→ Required actions
(1) In the Kansas City Star article on the Island Mound skirmish, how did one Southern man describe the way the black soldiers fought?
(2) Resume the Kansas City Star article on the 1862 Island Mound skirmish, picking up right after its final sentence.

→ Page excerpt

——————

Freedom’s distant cry - from today's Kansas City Star

Freedom’s distant cry


BUTLER, Mo. | The wind-whipped field looks no different from millions of others. Even as a field of battle, it is hardly distinguishable from thousands.
But these grassy acres west of town are hallowed.
Here, in October 1862, black men — escaped slaves and freedmen both — fought rebels in a bloody hand-to-hand skirmish as an American unit for the first time.
“Like tigers,” noted one Southern man who tangled with them here at Island Mound.
Willadina Johnson and her cousins had known nothing about the bravery of these African-American defenders of their country or how this moment made an early, indelible imprint in the uneven, bitterly long and sometimes bloody path to equality to be trod by their descendants.


But when they began looking into their family history, they found it — in the form of a bronze statue of a Union infantryman — staring back at them on the lawn of the Bates County Courthouse.

——————

→ Provided data
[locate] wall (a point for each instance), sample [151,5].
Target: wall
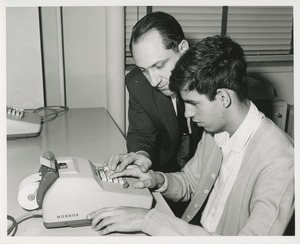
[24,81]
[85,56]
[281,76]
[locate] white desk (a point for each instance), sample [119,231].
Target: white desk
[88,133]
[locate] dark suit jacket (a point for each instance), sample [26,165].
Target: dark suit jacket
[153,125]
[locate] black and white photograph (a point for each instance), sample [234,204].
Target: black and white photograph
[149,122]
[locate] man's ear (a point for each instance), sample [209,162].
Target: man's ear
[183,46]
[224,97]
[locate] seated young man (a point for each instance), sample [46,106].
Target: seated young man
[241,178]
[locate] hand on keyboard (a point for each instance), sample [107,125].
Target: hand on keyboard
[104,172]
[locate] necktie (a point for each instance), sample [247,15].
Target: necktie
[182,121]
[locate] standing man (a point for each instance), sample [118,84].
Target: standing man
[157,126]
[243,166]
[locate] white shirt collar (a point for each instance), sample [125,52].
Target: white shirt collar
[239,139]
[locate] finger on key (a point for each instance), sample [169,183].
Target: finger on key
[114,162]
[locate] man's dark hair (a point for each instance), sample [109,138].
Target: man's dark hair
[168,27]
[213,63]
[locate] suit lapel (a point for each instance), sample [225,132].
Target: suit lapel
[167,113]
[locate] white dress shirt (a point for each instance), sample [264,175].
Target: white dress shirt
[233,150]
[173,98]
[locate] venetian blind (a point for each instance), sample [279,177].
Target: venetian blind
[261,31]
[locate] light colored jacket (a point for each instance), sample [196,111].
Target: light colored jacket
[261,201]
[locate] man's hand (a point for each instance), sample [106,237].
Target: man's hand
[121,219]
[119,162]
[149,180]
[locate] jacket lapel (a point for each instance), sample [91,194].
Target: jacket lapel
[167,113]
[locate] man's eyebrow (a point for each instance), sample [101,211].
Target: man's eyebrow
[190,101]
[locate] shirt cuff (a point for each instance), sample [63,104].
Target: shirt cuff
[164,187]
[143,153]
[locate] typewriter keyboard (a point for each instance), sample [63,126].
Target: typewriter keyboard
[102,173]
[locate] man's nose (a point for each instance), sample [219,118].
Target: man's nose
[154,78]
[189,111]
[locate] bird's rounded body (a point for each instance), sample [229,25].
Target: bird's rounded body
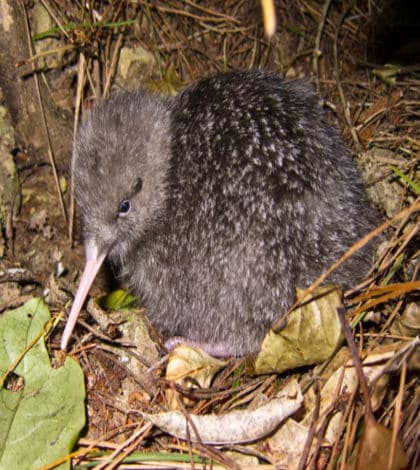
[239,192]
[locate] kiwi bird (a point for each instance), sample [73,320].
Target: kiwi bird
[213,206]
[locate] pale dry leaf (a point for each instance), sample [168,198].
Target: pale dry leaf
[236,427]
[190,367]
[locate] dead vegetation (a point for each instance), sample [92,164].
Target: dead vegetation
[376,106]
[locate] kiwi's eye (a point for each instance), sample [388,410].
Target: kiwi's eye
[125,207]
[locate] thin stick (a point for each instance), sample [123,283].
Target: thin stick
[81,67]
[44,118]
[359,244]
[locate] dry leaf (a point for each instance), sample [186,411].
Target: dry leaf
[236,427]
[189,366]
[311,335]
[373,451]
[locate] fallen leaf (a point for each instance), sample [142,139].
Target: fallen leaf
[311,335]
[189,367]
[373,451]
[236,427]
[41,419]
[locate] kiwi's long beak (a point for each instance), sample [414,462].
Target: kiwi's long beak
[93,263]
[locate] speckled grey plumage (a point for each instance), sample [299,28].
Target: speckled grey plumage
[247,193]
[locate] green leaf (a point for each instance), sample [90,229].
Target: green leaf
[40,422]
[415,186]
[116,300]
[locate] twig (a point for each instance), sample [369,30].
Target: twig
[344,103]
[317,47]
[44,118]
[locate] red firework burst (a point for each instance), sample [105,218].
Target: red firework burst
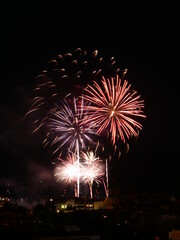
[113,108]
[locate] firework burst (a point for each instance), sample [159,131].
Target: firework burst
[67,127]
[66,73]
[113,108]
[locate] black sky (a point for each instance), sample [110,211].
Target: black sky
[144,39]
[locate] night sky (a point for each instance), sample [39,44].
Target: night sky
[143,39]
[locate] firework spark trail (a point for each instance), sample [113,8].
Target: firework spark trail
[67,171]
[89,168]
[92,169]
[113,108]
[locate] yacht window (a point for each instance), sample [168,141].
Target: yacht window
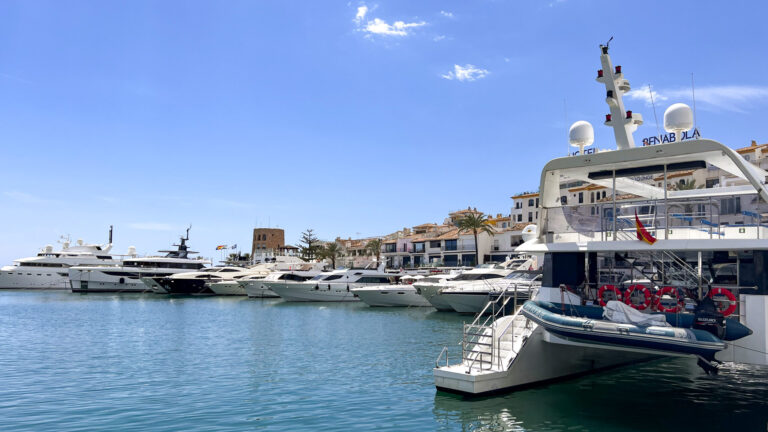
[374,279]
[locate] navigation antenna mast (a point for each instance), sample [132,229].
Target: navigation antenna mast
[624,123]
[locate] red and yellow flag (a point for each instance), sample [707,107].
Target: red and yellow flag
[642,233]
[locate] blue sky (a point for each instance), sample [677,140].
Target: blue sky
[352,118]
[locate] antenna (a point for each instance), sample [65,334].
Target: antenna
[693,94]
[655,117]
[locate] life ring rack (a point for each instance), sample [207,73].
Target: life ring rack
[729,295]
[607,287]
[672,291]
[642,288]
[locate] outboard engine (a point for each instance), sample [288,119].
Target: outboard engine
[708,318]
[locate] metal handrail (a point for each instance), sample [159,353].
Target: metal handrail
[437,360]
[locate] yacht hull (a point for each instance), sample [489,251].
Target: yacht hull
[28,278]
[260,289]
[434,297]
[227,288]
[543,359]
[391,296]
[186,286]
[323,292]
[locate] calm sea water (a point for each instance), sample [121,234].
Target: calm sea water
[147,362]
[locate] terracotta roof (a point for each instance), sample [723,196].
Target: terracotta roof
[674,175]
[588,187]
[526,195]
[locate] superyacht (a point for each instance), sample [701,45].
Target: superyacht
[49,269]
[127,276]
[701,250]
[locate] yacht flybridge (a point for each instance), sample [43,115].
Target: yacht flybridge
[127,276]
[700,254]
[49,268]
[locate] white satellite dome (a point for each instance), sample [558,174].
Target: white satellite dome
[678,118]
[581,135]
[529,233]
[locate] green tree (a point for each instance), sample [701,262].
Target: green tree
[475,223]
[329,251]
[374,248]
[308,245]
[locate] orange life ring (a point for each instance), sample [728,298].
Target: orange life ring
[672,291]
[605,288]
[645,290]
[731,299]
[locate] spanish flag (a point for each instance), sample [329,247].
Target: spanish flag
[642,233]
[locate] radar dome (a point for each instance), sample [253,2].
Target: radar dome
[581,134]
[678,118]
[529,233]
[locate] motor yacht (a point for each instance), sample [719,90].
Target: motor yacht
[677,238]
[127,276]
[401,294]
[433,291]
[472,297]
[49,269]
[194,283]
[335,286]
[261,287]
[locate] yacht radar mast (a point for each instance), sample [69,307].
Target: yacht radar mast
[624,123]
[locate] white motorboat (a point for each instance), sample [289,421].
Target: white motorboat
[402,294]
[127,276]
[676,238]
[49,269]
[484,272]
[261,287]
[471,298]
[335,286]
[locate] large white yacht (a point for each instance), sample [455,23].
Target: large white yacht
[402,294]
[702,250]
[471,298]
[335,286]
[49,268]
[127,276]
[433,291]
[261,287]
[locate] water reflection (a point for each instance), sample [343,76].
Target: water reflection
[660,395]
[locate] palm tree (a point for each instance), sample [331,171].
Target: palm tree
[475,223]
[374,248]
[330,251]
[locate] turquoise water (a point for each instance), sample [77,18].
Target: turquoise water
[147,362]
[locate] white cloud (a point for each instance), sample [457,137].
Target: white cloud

——————

→ Results
(1) "Like tigers."

(2)
Civil War soldiers are fixtures on courthouse squares across half of America, but this one, erected in 2008 about 50 miles south of Kansas City, was of an African-American.
“We just filled up with this pride.” White America did not think black men could fight, Johnson said, “But they did. They fought valiantly and gallantly. They did not give up.”
Cpl. Rufus Vann, her great-great-grandfather, marched into Bates County with the 1st Kansas Colored Volunteer Infantry Regiment, she said. He was among the 200,000 black men who filled out the ranks of the Union army.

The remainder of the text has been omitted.